(Stated goal)
Rescale the records from their start through the line containing "[[[4,105],[5,109],[32,105],[32,85],[28,83],[27,78],[4,82]]]", both ends included, and write those lines out again with the requests unchanged. Multiply every polygon vertex coordinate in the answers by 1.6 and round each result to a whole number, with halves rounded up.

(Entries supplied)
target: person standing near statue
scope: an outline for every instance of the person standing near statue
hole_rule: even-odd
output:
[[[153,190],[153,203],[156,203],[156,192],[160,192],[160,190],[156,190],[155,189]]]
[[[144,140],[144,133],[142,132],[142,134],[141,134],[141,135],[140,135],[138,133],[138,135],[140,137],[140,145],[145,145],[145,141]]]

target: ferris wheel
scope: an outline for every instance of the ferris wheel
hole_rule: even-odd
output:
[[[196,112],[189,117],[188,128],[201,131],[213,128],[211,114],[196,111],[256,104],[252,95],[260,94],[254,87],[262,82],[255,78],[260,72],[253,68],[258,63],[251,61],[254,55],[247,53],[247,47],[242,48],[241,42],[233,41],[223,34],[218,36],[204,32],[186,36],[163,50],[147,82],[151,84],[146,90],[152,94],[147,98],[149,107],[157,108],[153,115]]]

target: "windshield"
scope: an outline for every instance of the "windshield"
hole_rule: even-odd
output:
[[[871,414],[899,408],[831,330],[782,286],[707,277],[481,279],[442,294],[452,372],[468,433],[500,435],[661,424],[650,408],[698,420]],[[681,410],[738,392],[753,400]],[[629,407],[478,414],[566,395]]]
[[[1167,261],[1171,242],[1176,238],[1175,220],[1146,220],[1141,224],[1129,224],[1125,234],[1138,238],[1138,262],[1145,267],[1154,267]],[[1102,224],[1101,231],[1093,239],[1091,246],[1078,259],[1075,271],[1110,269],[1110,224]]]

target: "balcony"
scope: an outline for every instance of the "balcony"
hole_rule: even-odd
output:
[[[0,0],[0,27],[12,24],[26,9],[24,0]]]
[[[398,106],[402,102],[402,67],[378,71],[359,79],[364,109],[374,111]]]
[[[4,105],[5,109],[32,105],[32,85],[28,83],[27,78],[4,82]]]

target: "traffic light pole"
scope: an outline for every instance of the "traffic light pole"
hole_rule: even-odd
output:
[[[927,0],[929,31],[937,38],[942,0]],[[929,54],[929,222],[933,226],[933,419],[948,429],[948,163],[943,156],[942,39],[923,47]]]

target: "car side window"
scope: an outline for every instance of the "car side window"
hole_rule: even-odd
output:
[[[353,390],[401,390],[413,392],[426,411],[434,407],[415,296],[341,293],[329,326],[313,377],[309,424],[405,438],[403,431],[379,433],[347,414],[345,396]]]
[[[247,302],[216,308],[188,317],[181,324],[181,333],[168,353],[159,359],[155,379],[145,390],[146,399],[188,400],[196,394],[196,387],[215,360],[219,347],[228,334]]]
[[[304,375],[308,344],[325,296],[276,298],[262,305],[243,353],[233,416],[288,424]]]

(Complete answer)
target: person standing near statue
scope: an outline for every instance of the person standing near statue
hole_rule: even-odd
output:
[[[245,304],[245,325],[250,325],[250,307],[256,307],[256,304],[250,304],[248,302]]]
[[[230,224],[230,213],[227,211],[227,214],[226,214],[226,216],[224,216],[221,213],[221,216],[224,219],[224,232],[232,232],[232,226]]]

target: ferris wheel
scope: an outline for every instance of the ferris wheel
hole_rule: even-odd
output:
[[[314,179],[302,187],[301,205],[322,210],[341,205],[338,182],[314,178],[410,166],[403,152],[416,150],[406,139],[419,131],[408,125],[416,115],[405,109],[413,101],[402,98],[406,88],[395,85],[395,75],[387,77],[386,67],[373,66],[357,54],[349,58],[326,51],[298,58],[261,80],[235,131],[242,134],[234,144],[243,150],[235,157],[238,171],[251,173],[245,184]]]

target: "windshield"
scope: an outline for every instance of the "windshield"
hole_rule: even-odd
output:
[[[1394,662],[1438,653],[1330,528],[1251,458],[1131,443],[770,446],[707,470],[723,595],[749,693],[800,696],[1058,678],[1040,653],[1117,672]],[[1090,656],[1181,627],[1205,640]],[[1006,651],[765,662],[906,632]]]
[[[1867,418],[1874,387],[1882,381],[1880,352],[1834,352],[1826,358],[1806,358],[1800,374],[1821,381],[1821,419],[1832,427],[1846,427]],[[1763,358],[1762,370],[1749,382],[1746,394],[1725,414],[1720,434],[1776,430],[1776,358]]]

target: "balcony"
scope: an outline for every instance of the "balcony"
hole_rule: even-odd
output:
[[[0,0],[0,43],[19,38],[42,14],[38,0]]]
[[[637,170],[643,163],[643,107],[605,114],[574,126],[582,174],[598,178]]]
[[[6,168],[8,174],[51,168],[51,136],[45,133],[43,125],[6,131]]]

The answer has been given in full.